_Dataset records:_
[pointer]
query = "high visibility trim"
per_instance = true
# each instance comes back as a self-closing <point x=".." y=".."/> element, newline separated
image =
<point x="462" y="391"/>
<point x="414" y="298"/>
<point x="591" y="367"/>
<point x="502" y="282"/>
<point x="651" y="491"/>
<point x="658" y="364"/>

_Set task:_ Return the lines above verbatim, with no changes.

_Complete answer:_
[pointer]
query = "high visibility trim"
per_instance = true
# each instance comes back as a self-closing <point x=".." y=".."/> element, newline separated
image =
<point x="462" y="391"/>
<point x="414" y="298"/>
<point x="591" y="367"/>
<point x="502" y="282"/>
<point x="651" y="491"/>
<point x="658" y="364"/>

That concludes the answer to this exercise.